▶ [Selected passage]:
START

# install HP all-in-one to classic on i-mac



## raffles (Jan 11, 2006)

Hi all, I recently bought an HP PSC 1610 (which I was assured would work with my mac). I have i-mac running 10.2.8 . I have done the install for the PSC from the cd that came with it and it's running fine from OSX. However...I run some progs from classic and am having no joy there. I've downloaded the driver for OS9 from HP website but cannot install it. Been in touch with HP who say that as I only have a simulated classic environment and not full version OS9 they cannot help. Seems that you need to be in classic to do the install but I can only get the classic menu if I'm running a prog and as soon as I hit the installer icon my mac reverts back to OSX. Going round in circles... any help?


----------



## Cam (Jan 11, 2006)

So classic under OSX 10 is an emulator of OS 9 in a way and not all things work perfectly. The driver for the printer is just a small file, can you see the file independent of the installer? If you can I think you and just put the file with all the other printer "drivers" for OS 9 (we would have to look up where that would be on the apple support site apple.com/support)


----------



## raffles (Jan 12, 2006)

END

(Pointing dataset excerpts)
START

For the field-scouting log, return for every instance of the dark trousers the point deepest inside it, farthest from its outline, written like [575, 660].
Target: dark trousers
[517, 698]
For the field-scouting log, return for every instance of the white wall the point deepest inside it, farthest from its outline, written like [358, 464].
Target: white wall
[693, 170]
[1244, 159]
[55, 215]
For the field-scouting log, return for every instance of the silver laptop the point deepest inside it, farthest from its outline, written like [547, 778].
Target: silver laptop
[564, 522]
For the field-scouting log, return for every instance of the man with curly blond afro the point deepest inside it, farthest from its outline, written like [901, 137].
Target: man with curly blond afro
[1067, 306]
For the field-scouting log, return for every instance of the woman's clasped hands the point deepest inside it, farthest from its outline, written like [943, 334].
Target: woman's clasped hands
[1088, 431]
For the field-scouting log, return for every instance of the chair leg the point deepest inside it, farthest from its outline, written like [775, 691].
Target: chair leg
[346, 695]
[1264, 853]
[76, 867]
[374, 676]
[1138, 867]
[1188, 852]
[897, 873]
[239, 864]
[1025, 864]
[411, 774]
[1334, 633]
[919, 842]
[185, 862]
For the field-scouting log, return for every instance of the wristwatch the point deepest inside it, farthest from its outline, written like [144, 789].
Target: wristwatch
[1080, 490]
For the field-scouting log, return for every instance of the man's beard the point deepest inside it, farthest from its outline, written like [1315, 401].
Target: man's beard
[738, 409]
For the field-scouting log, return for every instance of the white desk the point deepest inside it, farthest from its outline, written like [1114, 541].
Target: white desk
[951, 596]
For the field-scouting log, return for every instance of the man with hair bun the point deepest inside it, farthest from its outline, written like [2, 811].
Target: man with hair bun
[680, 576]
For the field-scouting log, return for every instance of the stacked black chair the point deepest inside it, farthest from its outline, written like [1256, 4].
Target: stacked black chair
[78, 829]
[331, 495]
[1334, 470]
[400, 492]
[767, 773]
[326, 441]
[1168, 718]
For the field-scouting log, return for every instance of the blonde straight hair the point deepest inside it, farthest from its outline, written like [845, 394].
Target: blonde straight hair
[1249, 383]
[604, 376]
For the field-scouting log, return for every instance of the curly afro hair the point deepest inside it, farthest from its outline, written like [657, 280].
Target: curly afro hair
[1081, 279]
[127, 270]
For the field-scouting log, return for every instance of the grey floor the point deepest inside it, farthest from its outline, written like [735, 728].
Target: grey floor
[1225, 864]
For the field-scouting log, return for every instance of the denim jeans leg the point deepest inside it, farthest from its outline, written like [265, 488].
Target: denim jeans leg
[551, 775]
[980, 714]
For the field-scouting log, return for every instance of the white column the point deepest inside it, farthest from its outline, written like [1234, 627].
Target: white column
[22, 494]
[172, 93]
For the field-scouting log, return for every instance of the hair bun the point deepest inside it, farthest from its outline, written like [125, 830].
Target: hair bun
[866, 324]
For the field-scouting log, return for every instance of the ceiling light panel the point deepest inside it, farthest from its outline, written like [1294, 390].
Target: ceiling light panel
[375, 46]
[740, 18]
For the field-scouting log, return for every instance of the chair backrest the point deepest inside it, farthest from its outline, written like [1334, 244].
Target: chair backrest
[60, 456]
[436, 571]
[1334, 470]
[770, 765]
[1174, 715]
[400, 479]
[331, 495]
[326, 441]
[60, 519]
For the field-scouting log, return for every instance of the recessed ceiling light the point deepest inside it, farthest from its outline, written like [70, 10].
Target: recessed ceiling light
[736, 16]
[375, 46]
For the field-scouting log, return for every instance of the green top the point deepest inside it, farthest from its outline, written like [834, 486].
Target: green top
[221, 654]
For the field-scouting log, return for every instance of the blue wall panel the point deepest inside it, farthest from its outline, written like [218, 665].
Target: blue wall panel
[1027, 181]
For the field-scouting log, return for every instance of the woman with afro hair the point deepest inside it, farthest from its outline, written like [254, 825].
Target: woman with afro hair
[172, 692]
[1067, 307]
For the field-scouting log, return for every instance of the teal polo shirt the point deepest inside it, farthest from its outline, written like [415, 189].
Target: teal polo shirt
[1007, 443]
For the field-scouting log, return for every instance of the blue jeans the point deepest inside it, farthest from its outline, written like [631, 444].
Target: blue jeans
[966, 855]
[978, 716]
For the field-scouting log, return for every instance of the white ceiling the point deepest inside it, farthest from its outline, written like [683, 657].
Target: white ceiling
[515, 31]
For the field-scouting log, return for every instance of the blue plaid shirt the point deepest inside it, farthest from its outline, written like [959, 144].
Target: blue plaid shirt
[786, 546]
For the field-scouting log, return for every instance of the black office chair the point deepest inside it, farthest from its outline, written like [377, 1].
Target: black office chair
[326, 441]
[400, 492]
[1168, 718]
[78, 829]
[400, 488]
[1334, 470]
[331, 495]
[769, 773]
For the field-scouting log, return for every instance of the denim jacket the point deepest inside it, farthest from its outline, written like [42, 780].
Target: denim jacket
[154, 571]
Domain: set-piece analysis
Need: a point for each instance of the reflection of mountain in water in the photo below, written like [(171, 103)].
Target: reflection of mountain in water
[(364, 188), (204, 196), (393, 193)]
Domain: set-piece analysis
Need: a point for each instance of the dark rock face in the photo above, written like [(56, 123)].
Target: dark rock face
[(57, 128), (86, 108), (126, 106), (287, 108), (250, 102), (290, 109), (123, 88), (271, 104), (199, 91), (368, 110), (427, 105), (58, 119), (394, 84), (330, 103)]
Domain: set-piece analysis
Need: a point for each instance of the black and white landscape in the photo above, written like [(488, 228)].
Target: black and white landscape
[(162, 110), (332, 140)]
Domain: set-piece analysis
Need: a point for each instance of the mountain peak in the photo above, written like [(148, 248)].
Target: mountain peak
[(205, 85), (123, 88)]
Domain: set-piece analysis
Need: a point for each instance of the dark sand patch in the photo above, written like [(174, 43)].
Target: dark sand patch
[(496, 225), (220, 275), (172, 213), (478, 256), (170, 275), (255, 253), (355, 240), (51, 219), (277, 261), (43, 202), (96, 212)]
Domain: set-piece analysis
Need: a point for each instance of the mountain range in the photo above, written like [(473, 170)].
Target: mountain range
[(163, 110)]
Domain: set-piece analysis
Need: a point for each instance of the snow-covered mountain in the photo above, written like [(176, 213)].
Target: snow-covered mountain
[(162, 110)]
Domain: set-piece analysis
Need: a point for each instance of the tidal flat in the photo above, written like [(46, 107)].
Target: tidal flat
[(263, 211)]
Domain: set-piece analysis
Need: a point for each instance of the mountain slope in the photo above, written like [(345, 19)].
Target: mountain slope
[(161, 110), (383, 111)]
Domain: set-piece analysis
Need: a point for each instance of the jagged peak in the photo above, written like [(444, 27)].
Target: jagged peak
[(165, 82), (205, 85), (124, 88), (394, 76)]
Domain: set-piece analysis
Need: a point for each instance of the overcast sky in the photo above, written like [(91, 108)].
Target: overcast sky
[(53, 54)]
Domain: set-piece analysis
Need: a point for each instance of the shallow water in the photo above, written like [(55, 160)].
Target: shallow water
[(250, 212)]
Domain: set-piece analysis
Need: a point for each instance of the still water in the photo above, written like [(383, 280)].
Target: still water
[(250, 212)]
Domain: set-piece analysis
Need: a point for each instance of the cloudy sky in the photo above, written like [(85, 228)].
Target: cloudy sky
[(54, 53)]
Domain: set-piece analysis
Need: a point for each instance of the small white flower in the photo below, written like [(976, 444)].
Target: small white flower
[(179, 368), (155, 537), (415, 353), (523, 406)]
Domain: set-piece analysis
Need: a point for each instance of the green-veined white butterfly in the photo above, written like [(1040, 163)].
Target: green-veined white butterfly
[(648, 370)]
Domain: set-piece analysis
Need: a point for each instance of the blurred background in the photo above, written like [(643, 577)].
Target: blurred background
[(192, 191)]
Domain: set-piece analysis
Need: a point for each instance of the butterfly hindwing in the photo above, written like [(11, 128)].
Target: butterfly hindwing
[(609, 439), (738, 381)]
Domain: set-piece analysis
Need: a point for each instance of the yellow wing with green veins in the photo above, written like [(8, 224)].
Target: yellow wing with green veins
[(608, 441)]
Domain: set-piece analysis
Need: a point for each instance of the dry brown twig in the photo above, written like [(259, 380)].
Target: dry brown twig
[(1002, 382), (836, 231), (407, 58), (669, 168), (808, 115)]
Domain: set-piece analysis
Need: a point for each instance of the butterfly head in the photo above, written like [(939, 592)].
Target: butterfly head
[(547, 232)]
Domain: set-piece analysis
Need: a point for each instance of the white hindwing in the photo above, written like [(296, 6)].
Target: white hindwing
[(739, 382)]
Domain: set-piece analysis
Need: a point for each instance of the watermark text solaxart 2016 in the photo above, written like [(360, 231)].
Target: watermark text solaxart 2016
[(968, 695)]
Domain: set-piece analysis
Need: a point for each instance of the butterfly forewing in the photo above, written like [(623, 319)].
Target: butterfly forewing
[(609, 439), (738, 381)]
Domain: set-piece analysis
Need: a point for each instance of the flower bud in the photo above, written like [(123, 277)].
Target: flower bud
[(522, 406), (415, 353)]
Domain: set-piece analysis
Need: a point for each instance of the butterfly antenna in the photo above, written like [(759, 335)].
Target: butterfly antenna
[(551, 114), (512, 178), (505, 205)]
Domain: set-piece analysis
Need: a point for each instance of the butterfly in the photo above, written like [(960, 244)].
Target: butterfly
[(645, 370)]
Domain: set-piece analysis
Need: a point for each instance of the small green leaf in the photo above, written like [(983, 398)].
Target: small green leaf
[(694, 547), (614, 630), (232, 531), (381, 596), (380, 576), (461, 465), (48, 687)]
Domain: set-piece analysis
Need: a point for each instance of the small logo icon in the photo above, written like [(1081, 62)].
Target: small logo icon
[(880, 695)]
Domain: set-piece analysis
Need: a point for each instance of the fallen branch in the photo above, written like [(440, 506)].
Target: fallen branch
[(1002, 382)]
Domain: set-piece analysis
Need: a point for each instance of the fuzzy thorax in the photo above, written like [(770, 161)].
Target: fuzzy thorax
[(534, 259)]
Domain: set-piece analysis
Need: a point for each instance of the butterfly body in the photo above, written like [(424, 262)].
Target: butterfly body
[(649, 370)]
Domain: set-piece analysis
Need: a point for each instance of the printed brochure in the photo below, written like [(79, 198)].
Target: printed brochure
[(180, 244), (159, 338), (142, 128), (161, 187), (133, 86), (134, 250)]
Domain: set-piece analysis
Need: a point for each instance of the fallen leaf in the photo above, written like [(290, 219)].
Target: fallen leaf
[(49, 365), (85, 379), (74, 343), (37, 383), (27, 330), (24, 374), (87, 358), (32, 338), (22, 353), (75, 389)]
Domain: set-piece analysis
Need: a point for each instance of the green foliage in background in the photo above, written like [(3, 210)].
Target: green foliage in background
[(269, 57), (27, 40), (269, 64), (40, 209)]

END

▶ [Tasks to perform]:
a: Answer these questions about the forum thread on installing an HP printer driver under Classic:
(i) Which version of OS X is running on the iMac?
(ii) Why did HP say it could not help?
(iii) According to Cam, where can the location of the OS 9 printer drivers be looked up?
b: Continue the forum thread on installing the HP printer driver under Classic. Start with the body of the post under raffles's Jan 12, 2006 heading.

▶ [The replies]:
a:
(i) 10.2.8
(ii) The Mac has only a simulated Classic environment, not a full version of OS 9.
(iii) On the Apple support site, apple.com/support

b:
Thanks for your reply. Yes when I downloaded the driver for OS9 I got a file on my desktop - doc page with HQX logo and 1600_730_EN.smi.hqx written underneath. When I open that file it creates another doc with what looks like a hard drive icon and 1600_730_EN.smi.hqx written beneath it. Double clicking on that creates another icon - maybe of the driver? - and 1600_730_EN underneath. When I open that I get a finder window with installer icon and then an alert saying 'this installer does not support Mac OS10.2 and higher. To download the installer for Mac OS9.x and 10.1.x please visit the hp support site  (www.hp.com?support)" This is despite the fact that I have downloaded the right driver for OS9 - think I get that msg because I'm trying to open it in OSX.


----------



## bobw (Jan 12, 2006)

Have you tried booting into OS 9 using the System Preferences Startup PreferencePane to select the OS 9 system to boot from, if your machine is capable of booting into OS 9?


----------



## raffles (Jan 12, 2006)

Hi bobw, yes I've started OS9 from system pref but I still don't get the OS9 menu unless I'm running a program and then as soon as I come out of the program I'm back in OSX.


----------



## bobw (Jan 12, 2006)

What model iMac do you have?


----------



## raffles (Jan 12, 2006)

I'm currently running 10.2.8,  build 6R73, Processor : 1GHz Power PC G4


----------



## bobw (Jan 12, 2006)

Open the System Preferences>Classic and turn it on.

Then try installing the HP driver.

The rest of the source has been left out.